● Supplied passage:
Many people use the cookiecutter-datascience
template to set up a data-science project. It is popular among developers and data scientists, and I used in a few projects of mine. It incorporates a lot of good ideas, guiding you toward better automation of data collection and processing. I strongly recommend everyone to look through the template, read the Opinions and understand the structure thoroughly.
Personally, I find this template difficult to use and maintain. It has many nested subdirectories, it is a hassle to navigate through them, and the purpose of each directory is not always clear.
cookiecutter-datascience
might be useful once your project reaches a certain level of sophistication; keep it in your radar. However, for projects I have done so far, a simpler structure turned out to be sufficient.
Use a virtual environment
A virtual environment (venv for short) is a collection of packages in your project directory. When you use a virtual environment, you launch a copy of the interpreter in that collection, instead of the one in the system. This interpreter then uses only the packages in the environment. Effectively, a virtual environment is an isolated Python installation.
After creating the project directory, I go into it in the command shell, and create a venv there:
$ python -m venv .venv
This command runs the Python module venv
and creates a set of files under the .venv
subdirectory. This subdirectory contains the library modules, executables, and other files necessary for a full-fledged Python system.
$ tree -L1 .venv
.venv
├── bin
├── etc
├── include
├── lib
├── lib64 -> lib
├── pyvenv.cfg
└── share
The name of the environment subdirectory is arbitrary. You can name it venv
, projectenv
, or anything else you want. I prefer .venv
because the preceding dot makes this a hidden directory, That way it does not clutter the directory listing.
After that, you need to activate the virtual environment.
$ source .venv/bin/activate
This command usually changes the command prompt to include the environment name, so you’ll know which environment you’re using.
(.venv) $
With the environment active, you can begin installing packages with pip
(.venv) $ pip install ipykernel numpy pandas scipy matplotlib
I use an alternative method to install modules. I prepare a file named requirements.txt
storing the names of all the modules I want to install, one in every line.
# requirements.txt
ipykernel
numpy
pandas
scipy
matplotlib
Then, all I need is to run the following command:
(.venv) $ pip install -r requirements.txt
and pip
installs the modules all at once.
Whenever I need to install a new package, I just add it as a new line in requirements.txt
, and run the command again.
As a general rule, virtual environments must be regarded as disposable. With a requirements.txt
file in place, you don’t need to remember which packages you’ve installed. You can create the entire environment with a single command.
Initially, I didn’t like having a separate environment for every project. It seemed like an unnecessary duplication of packages. I used a single global environment for all tasks. That caused two types of problems for me:
When you add a new package, the package installer (
pip
orconda
, or whatever you use) needs to check its compatibility against all existing packages. If you have too many packages, this may take a long time. The more packages you have, the higher is the probability of non-compatibility.Some packages may require an older version of some existing packages and remove the newer versions. That may cause trouble with your existing programs relying on the newer version.

● Dataset excerpts:
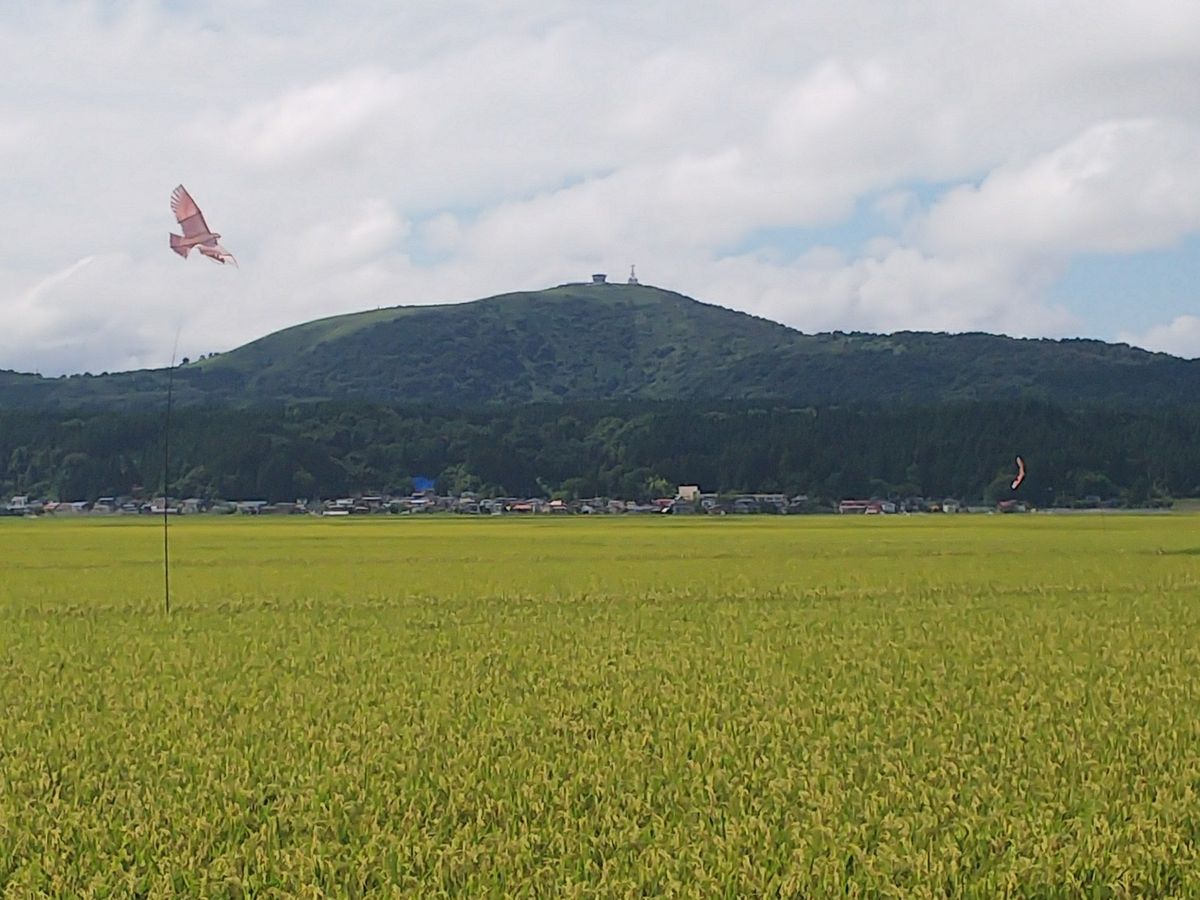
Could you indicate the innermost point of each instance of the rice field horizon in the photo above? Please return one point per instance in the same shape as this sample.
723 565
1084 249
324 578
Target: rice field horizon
972 706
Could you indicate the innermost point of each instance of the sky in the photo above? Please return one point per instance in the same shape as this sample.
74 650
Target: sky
1020 167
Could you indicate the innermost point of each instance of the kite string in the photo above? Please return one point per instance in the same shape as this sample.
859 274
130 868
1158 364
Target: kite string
166 478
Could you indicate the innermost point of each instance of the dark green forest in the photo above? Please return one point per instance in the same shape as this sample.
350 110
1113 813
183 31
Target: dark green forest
633 450
621 342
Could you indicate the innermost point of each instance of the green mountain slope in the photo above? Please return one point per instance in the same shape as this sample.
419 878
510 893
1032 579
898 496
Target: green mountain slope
624 342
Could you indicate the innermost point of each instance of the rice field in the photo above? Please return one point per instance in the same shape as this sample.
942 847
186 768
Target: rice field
967 706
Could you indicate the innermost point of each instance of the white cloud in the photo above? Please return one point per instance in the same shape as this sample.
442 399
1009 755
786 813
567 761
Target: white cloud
1180 337
1119 187
372 154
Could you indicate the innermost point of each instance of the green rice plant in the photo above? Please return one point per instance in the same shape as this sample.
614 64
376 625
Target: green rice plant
961 706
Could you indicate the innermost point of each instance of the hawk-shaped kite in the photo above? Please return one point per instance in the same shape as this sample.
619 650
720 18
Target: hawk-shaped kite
196 231
1020 473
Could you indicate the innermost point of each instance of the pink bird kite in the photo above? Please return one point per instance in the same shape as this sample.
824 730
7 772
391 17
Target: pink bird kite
196 229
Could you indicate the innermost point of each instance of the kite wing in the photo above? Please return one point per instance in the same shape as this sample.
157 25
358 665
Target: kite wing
187 214
1020 473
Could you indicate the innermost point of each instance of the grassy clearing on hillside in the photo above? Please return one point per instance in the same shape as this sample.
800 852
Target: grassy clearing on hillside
976 706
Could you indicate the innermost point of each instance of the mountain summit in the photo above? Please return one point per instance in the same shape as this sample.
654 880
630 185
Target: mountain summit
601 341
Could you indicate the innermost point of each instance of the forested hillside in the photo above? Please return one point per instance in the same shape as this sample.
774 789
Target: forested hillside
587 342
634 450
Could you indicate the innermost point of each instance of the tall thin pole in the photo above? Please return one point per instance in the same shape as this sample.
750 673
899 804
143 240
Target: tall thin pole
166 483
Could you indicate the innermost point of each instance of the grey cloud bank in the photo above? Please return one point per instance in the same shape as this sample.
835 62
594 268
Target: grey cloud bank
367 155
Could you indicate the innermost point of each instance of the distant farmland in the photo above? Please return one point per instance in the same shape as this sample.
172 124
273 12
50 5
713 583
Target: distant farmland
928 706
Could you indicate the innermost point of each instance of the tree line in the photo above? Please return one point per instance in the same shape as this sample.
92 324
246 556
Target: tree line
633 450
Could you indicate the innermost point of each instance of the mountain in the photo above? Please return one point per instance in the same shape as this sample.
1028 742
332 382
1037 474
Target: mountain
580 342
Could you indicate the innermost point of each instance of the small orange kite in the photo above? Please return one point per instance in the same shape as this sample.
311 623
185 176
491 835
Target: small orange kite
1020 473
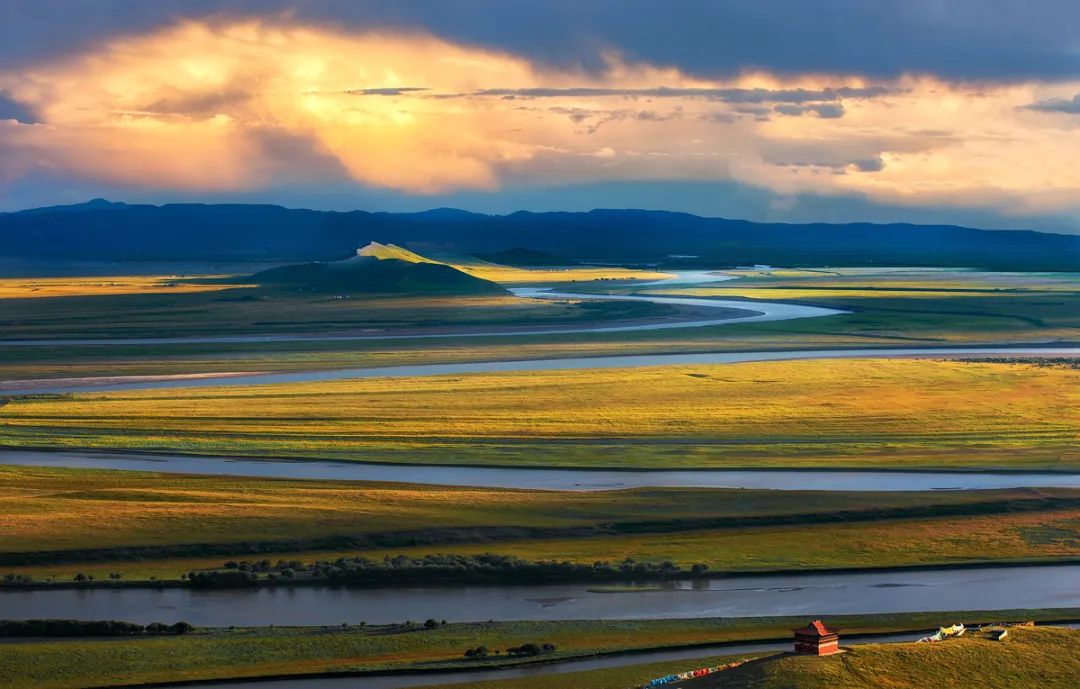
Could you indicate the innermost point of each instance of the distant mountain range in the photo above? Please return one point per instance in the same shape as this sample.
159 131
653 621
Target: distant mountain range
376 268
102 230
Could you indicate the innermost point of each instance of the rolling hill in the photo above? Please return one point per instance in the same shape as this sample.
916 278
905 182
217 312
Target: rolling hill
108 231
376 268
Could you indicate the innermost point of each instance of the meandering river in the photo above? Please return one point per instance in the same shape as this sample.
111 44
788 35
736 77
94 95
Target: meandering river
817 594
544 478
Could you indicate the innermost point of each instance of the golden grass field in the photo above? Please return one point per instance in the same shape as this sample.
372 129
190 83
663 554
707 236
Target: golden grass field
41 287
46 509
850 413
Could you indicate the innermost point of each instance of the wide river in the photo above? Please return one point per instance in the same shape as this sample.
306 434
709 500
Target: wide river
815 594
737 310
544 478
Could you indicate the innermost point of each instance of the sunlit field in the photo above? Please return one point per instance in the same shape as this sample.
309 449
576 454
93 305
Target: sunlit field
161 526
852 413
115 285
887 308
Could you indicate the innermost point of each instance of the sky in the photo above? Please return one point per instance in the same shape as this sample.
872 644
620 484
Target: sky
963 111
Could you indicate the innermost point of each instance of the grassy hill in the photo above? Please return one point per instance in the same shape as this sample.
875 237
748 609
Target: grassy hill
1029 657
377 269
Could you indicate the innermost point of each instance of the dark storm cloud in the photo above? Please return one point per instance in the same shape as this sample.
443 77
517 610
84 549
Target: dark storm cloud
958 39
1056 105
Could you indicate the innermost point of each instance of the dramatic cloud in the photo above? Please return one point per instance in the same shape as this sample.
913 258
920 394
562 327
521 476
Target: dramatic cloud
1070 106
240 104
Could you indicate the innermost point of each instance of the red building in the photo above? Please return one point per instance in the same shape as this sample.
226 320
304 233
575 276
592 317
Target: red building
817 639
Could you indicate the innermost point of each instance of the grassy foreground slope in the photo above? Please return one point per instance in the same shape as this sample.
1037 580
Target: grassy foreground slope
1039 657
163 526
258 651
1048 658
847 414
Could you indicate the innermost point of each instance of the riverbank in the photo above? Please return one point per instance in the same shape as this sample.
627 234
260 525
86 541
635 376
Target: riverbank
973 589
437 653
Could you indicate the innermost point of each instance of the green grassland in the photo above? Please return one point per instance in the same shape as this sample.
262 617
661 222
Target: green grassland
888 308
162 526
190 310
253 652
904 414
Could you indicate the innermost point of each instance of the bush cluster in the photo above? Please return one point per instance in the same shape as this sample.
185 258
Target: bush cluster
402 568
525 650
88 627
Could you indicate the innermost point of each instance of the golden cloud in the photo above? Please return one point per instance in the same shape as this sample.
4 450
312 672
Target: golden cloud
206 105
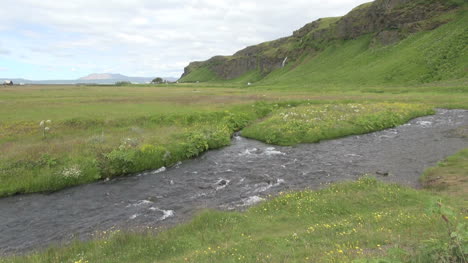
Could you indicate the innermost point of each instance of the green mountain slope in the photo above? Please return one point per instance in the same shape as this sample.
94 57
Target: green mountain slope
390 42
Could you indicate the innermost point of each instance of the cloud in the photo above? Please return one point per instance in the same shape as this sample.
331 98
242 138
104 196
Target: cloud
4 51
146 36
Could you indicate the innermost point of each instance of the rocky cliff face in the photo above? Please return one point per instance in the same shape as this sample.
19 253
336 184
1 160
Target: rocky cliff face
388 20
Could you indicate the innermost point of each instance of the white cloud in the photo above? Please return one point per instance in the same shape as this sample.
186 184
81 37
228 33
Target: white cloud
157 37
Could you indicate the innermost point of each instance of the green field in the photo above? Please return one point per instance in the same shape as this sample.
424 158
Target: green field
362 221
98 132
58 136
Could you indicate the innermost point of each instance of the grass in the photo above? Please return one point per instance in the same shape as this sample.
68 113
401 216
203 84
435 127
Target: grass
425 57
361 221
449 176
313 123
107 131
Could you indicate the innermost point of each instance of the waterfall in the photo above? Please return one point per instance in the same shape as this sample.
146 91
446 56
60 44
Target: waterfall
284 62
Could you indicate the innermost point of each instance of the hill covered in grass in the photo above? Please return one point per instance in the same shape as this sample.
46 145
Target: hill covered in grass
385 42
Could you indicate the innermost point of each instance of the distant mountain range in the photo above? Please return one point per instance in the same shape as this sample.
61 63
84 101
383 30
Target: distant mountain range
95 78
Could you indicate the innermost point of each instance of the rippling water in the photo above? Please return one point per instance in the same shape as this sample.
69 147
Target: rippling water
230 178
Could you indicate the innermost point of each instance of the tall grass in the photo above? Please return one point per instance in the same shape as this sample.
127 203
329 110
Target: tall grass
347 222
312 123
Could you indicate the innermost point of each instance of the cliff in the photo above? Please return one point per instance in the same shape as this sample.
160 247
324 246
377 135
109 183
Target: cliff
386 22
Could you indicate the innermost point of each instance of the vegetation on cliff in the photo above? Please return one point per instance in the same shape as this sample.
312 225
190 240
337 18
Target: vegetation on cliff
379 43
362 221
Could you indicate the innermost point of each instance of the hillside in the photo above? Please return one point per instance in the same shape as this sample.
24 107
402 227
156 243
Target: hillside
385 42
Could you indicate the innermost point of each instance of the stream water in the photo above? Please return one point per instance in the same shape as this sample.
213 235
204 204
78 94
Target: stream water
230 178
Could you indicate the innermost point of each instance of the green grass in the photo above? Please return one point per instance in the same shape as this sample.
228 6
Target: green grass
450 175
431 56
425 57
350 221
313 123
109 131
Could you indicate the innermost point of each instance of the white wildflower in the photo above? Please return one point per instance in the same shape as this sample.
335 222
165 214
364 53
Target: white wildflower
71 172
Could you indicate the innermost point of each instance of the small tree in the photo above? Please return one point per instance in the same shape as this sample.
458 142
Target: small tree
157 80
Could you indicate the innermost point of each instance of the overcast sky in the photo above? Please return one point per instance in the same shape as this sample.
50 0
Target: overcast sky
68 39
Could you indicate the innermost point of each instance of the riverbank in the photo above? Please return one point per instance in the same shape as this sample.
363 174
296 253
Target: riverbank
231 178
96 133
361 221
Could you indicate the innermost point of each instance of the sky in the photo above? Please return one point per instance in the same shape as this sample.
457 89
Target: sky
68 39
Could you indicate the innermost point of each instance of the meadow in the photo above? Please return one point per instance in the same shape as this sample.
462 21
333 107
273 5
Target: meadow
361 221
96 132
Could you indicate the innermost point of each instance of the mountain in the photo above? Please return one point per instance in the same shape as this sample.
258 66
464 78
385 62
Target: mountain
101 76
385 42
95 78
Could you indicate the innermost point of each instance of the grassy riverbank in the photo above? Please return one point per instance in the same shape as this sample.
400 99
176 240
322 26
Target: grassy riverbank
105 131
362 221
312 123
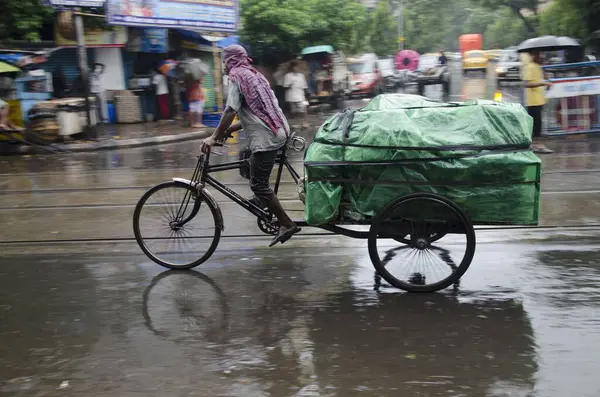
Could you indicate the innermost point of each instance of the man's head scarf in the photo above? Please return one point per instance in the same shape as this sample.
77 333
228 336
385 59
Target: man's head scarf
254 87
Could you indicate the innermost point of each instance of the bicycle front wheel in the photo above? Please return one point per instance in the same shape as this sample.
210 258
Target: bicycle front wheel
176 226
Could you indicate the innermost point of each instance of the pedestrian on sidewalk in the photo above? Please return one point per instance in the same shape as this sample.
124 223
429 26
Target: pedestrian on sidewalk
162 94
196 102
535 97
295 84
97 89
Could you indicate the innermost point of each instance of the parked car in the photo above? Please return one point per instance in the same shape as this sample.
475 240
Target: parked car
493 55
391 79
328 77
509 66
430 72
367 79
474 61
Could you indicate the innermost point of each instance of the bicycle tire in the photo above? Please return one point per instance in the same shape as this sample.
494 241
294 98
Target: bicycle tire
203 201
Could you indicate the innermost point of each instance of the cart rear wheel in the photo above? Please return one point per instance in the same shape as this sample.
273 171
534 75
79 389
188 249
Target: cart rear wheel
423 262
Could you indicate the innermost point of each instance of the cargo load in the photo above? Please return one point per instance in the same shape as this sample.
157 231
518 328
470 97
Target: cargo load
476 154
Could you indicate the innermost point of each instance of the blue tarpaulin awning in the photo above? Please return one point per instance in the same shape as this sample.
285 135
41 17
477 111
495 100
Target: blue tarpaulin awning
231 40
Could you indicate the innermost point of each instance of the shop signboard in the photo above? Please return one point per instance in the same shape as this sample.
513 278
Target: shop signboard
148 40
75 3
200 15
154 40
114 37
574 87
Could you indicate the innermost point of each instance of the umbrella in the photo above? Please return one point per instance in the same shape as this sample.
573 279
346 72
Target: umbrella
7 68
167 67
548 43
192 69
407 60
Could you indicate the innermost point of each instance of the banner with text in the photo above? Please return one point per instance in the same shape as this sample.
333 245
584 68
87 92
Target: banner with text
201 15
574 87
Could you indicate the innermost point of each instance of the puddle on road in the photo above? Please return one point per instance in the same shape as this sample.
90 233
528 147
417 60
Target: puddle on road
296 322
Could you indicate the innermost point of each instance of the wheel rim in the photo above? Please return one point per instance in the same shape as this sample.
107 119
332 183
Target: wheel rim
172 230
424 261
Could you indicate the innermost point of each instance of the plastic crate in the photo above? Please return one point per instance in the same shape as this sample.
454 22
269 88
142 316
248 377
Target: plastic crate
211 119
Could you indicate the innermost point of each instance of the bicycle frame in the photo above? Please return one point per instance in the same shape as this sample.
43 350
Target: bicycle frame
201 178
203 169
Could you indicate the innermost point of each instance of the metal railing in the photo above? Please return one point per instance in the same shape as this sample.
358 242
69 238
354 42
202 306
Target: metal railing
573 105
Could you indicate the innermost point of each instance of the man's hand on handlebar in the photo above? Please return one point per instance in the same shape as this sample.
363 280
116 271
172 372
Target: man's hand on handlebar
207 144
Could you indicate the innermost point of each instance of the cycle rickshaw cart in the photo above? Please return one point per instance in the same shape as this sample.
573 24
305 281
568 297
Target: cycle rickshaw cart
405 216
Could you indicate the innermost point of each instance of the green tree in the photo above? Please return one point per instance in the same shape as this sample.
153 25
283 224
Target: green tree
516 7
23 19
563 19
384 37
426 24
278 29
506 31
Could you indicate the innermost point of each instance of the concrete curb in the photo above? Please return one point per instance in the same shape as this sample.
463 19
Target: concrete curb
108 144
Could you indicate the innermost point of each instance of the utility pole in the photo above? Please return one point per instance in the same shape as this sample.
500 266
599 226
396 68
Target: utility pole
401 25
84 70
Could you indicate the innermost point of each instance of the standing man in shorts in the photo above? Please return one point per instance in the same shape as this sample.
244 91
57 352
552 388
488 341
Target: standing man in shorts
295 84
196 102
535 97
251 97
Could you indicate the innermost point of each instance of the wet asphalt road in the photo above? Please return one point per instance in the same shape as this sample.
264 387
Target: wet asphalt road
84 313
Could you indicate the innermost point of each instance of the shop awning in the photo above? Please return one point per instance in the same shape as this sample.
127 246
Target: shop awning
196 37
7 68
231 40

● Required actions:
A – Using the Python project-setup text, say yes or no to each statement and quote the words that decide it: (i) The author names the environment subdirectory .venv so it is hidden. (ii) The author finds the cookiecutter-datascience template easy to maintain. (iii) The author has always kept a separate environment for each project.
B – Summarize the Python project-setup text in two sentences.
Answer from the text alone, not from anything in the rows.

● Results for each task:
A –
(i) Yes: "the preceding dot makes this a hidden directory"
(ii) No: "Personally, I find this template difficult to use and maintain."
(iii) No: "I used a single global environment for all tasks."

B – The author finds the popular cookiecutter-datascience template hard to use and maintain and has so far found a simpler structure sufficient. The author advises creating and activating a virtual environment, an isolated Python installation, in each project directory, installing packages from a requirements.txt file, and treating environments as disposable, after a single global environment caused problems.